Input data
-=-=-=-=-
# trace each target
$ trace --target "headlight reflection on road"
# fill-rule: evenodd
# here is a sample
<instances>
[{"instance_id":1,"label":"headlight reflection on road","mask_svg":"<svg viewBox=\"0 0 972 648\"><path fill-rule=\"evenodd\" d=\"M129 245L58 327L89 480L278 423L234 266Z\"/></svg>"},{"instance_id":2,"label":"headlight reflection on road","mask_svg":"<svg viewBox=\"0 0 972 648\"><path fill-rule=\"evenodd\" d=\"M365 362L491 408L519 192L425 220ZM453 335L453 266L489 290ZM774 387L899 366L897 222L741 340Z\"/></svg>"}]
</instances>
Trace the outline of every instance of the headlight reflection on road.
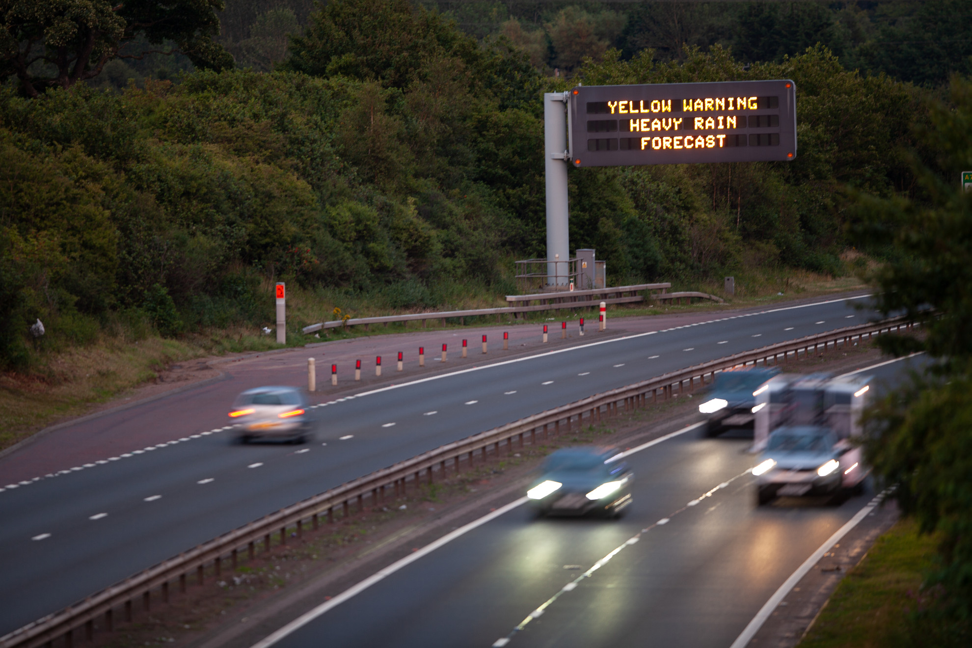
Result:
<instances>
[{"instance_id":1,"label":"headlight reflection on road","mask_svg":"<svg viewBox=\"0 0 972 648\"><path fill-rule=\"evenodd\" d=\"M777 462L776 462L775 460L768 459L765 461L763 461L762 463L760 463L759 465L757 465L756 467L754 467L752 469L752 474L754 474L756 476L759 476L759 475L763 474L764 472L769 471L776 464L777 464Z\"/></svg>"},{"instance_id":2,"label":"headlight reflection on road","mask_svg":"<svg viewBox=\"0 0 972 648\"><path fill-rule=\"evenodd\" d=\"M619 488L621 488L622 483L623 482L608 482L606 484L602 484L598 488L588 493L587 498L601 499L602 497L607 497L608 495L609 495L610 494L616 492Z\"/></svg>"},{"instance_id":3,"label":"headlight reflection on road","mask_svg":"<svg viewBox=\"0 0 972 648\"><path fill-rule=\"evenodd\" d=\"M712 414L712 412L718 412L728 404L729 401L724 398L712 398L699 405L699 411L703 414Z\"/></svg>"},{"instance_id":4,"label":"headlight reflection on road","mask_svg":"<svg viewBox=\"0 0 972 648\"><path fill-rule=\"evenodd\" d=\"M546 480L535 486L534 488L527 491L527 496L531 499L543 499L548 495L559 489L563 484L560 482L554 482L551 480ZM521 491L522 493L522 491Z\"/></svg>"}]
</instances>

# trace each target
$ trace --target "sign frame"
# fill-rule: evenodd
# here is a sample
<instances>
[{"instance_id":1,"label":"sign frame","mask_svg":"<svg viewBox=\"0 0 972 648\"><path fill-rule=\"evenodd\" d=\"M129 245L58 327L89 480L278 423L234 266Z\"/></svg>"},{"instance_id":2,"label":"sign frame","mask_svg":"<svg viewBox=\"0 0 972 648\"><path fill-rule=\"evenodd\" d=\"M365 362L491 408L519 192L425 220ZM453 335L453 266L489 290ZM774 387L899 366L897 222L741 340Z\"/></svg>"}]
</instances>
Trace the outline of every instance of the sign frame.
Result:
<instances>
[{"instance_id":1,"label":"sign frame","mask_svg":"<svg viewBox=\"0 0 972 648\"><path fill-rule=\"evenodd\" d=\"M574 167L792 161L796 84L576 85L568 134Z\"/></svg>"}]
</instances>

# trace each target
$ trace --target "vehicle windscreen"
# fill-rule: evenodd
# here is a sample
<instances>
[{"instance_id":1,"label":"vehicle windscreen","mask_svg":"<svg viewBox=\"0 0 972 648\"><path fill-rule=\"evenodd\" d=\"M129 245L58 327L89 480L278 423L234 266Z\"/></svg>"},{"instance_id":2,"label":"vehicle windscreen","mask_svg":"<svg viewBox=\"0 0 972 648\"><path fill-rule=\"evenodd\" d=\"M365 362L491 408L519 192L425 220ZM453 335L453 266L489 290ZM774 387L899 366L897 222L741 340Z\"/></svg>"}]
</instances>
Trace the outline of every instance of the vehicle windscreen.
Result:
<instances>
[{"instance_id":1,"label":"vehicle windscreen","mask_svg":"<svg viewBox=\"0 0 972 648\"><path fill-rule=\"evenodd\" d=\"M300 396L295 392L260 392L250 394L250 405L299 405Z\"/></svg>"},{"instance_id":2,"label":"vehicle windscreen","mask_svg":"<svg viewBox=\"0 0 972 648\"><path fill-rule=\"evenodd\" d=\"M770 434L767 450L780 452L826 452L830 449L827 434Z\"/></svg>"}]
</instances>

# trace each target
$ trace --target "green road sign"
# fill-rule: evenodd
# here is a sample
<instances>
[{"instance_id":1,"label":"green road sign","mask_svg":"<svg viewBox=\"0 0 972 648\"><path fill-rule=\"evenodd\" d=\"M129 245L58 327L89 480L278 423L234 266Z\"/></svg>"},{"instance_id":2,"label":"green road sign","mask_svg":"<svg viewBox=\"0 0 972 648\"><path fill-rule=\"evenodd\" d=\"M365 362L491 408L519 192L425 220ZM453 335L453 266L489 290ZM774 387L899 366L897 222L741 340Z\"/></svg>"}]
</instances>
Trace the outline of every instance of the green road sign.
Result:
<instances>
[{"instance_id":1,"label":"green road sign","mask_svg":"<svg viewBox=\"0 0 972 648\"><path fill-rule=\"evenodd\" d=\"M792 81L578 85L574 166L756 162L796 157Z\"/></svg>"}]
</instances>

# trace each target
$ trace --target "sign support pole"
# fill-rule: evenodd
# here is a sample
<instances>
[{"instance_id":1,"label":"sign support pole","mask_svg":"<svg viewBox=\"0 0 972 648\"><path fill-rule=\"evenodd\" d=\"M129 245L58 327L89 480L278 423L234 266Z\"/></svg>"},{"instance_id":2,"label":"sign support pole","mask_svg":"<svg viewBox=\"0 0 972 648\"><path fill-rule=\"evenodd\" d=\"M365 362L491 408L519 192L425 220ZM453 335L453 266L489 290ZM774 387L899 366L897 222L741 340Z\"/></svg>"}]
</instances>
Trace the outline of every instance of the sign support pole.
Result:
<instances>
[{"instance_id":1,"label":"sign support pole","mask_svg":"<svg viewBox=\"0 0 972 648\"><path fill-rule=\"evenodd\" d=\"M567 286L570 280L567 165L571 153L567 150L567 92L543 94L548 286Z\"/></svg>"}]
</instances>

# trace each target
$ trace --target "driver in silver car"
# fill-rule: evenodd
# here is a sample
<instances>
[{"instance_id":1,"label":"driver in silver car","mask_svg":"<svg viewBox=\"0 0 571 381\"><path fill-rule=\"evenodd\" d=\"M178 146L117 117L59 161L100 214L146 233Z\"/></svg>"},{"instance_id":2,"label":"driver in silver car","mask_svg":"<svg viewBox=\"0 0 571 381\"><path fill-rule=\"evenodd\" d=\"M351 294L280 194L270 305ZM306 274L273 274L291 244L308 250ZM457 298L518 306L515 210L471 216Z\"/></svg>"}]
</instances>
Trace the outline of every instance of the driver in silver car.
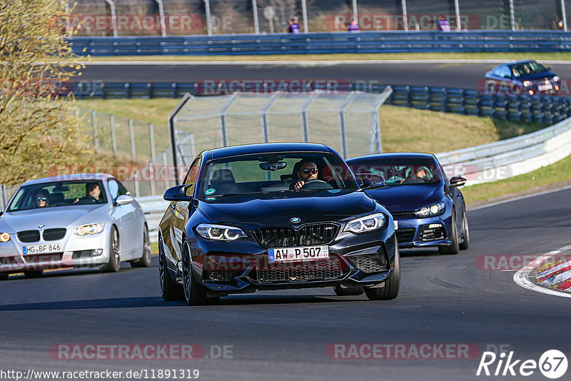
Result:
<instances>
[{"instance_id":1,"label":"driver in silver car","mask_svg":"<svg viewBox=\"0 0 571 381\"><path fill-rule=\"evenodd\" d=\"M293 189L300 189L306 181L317 180L318 170L317 165L308 160L302 160L299 162L299 171L296 175L299 181L293 186Z\"/></svg>"}]
</instances>

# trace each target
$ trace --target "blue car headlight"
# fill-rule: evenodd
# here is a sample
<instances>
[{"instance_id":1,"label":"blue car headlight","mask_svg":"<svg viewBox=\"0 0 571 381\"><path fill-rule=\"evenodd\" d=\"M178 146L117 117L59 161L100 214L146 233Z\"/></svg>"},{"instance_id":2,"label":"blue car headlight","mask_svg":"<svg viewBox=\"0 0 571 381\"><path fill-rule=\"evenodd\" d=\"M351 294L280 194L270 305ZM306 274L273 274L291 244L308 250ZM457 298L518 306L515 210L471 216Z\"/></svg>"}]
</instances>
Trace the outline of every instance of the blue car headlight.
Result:
<instances>
[{"instance_id":1,"label":"blue car headlight","mask_svg":"<svg viewBox=\"0 0 571 381\"><path fill-rule=\"evenodd\" d=\"M359 234L380 229L385 225L387 218L383 213L375 213L351 220L345 225L343 231Z\"/></svg>"},{"instance_id":2,"label":"blue car headlight","mask_svg":"<svg viewBox=\"0 0 571 381\"><path fill-rule=\"evenodd\" d=\"M240 228L211 223L198 225L196 226L196 233L203 238L215 240L234 240L240 237L248 237Z\"/></svg>"},{"instance_id":3,"label":"blue car headlight","mask_svg":"<svg viewBox=\"0 0 571 381\"><path fill-rule=\"evenodd\" d=\"M446 204L443 201L432 204L428 206L423 206L418 210L415 210L415 214L417 217L423 218L425 217L432 217L433 215L438 215L444 213L446 210Z\"/></svg>"}]
</instances>

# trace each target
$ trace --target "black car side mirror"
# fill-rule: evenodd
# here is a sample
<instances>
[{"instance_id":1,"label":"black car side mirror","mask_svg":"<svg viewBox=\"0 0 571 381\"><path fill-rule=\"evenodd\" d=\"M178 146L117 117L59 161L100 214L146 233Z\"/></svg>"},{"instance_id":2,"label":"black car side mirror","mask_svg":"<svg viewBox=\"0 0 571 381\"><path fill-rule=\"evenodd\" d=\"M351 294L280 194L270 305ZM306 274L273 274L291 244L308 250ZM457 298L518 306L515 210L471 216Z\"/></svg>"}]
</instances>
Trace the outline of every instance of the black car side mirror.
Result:
<instances>
[{"instance_id":1,"label":"black car side mirror","mask_svg":"<svg viewBox=\"0 0 571 381\"><path fill-rule=\"evenodd\" d=\"M466 179L462 176L455 176L450 178L450 185L451 187L458 187L462 186L466 183Z\"/></svg>"},{"instance_id":2,"label":"black car side mirror","mask_svg":"<svg viewBox=\"0 0 571 381\"><path fill-rule=\"evenodd\" d=\"M185 184L169 188L165 190L163 198L167 201L191 201L191 195L186 194L186 190L192 186L192 184Z\"/></svg>"},{"instance_id":3,"label":"black car side mirror","mask_svg":"<svg viewBox=\"0 0 571 381\"><path fill-rule=\"evenodd\" d=\"M355 173L355 177L357 180L360 181L361 184L359 186L360 190L368 190L368 189L376 189L378 188L383 188L383 186L387 186L387 182L385 181L385 178L381 176L380 175L376 175L375 173ZM374 176L377 178L375 181L370 179L371 176Z\"/></svg>"}]
</instances>

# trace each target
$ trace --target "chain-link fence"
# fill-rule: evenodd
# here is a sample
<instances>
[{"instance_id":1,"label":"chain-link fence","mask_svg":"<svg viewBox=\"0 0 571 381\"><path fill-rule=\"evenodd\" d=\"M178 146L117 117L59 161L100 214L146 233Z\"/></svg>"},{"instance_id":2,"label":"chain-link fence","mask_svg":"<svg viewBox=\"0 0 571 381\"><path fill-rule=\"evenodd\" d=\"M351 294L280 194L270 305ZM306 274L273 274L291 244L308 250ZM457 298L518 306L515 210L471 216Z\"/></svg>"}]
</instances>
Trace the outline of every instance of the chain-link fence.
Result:
<instances>
[{"instance_id":1,"label":"chain-link fence","mask_svg":"<svg viewBox=\"0 0 571 381\"><path fill-rule=\"evenodd\" d=\"M71 21L77 36L177 36L435 30L441 16L453 30L567 30L571 0L78 0Z\"/></svg>"}]
</instances>

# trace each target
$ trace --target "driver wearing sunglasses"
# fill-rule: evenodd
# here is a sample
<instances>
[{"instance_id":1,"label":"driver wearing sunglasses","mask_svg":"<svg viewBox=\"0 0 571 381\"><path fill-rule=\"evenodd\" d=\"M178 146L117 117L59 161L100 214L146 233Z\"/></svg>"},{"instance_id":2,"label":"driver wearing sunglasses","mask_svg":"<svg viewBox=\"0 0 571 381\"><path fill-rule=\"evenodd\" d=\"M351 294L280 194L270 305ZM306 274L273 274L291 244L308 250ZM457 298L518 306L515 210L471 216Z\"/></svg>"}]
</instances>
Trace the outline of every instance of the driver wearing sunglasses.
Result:
<instances>
[{"instance_id":1,"label":"driver wearing sunglasses","mask_svg":"<svg viewBox=\"0 0 571 381\"><path fill-rule=\"evenodd\" d=\"M310 180L317 180L318 168L315 163L303 160L300 163L299 171L297 172L299 181L293 186L293 189L300 189L303 184Z\"/></svg>"},{"instance_id":2,"label":"driver wearing sunglasses","mask_svg":"<svg viewBox=\"0 0 571 381\"><path fill-rule=\"evenodd\" d=\"M48 206L48 194L43 190L36 193L34 200L36 201L36 206L38 208Z\"/></svg>"}]
</instances>

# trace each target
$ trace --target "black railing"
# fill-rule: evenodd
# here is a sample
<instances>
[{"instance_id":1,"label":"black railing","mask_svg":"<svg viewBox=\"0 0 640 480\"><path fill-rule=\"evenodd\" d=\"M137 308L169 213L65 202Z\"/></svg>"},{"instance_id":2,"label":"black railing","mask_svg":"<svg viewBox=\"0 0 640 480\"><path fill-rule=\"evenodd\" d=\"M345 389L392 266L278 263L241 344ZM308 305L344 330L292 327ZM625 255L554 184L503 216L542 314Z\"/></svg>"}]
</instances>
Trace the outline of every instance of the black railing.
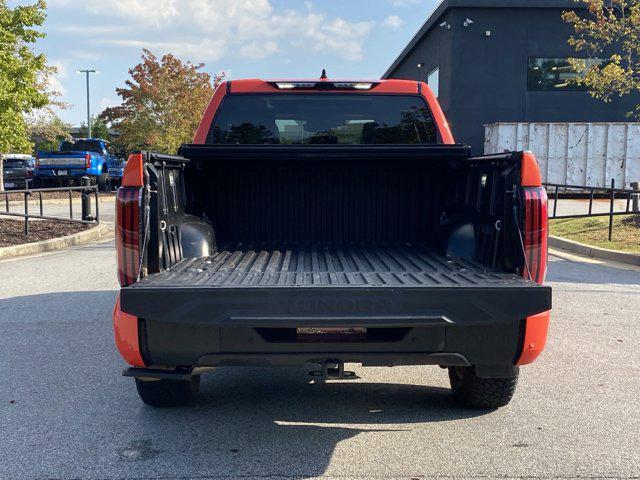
-=-=-=-=-
What this task involves
Count the lines of the items above that contain the string "railing", with case counting, and give only that number.

Answer to this problem
3